• [GIVEN REQUEST] Reproduce the lines below word for word, leaving out the pictures.
.....
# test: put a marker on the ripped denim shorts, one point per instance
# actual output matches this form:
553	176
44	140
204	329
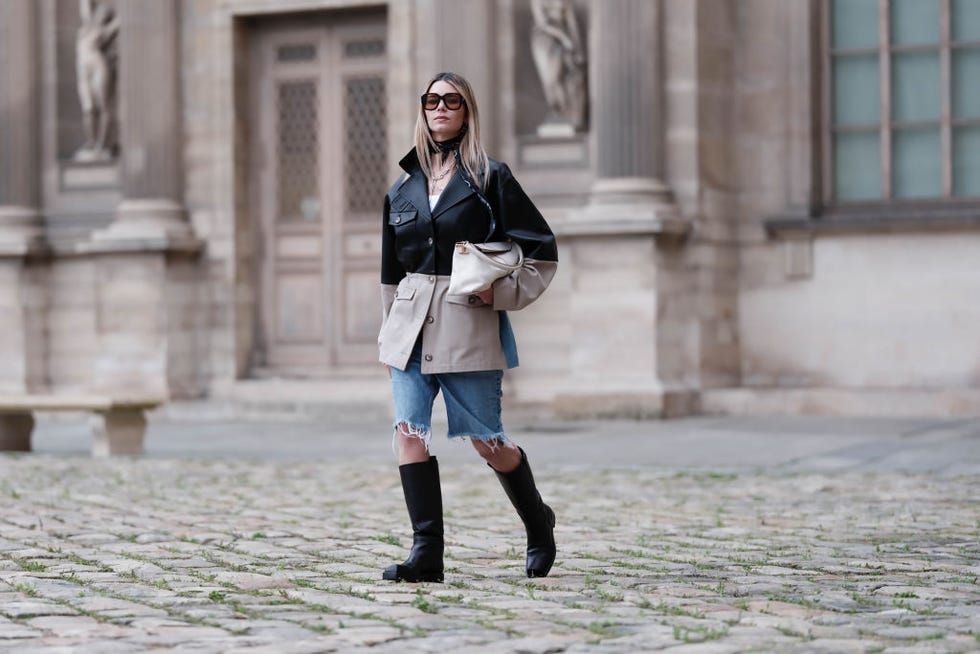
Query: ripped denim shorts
472	401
.....
• [CORRECT RESULT]
# test: put a marker on the ripped denim shorts, one point per instance
# actual output matches this form:
553	176
44	140
204	329
Query: ripped denim shorts
472	401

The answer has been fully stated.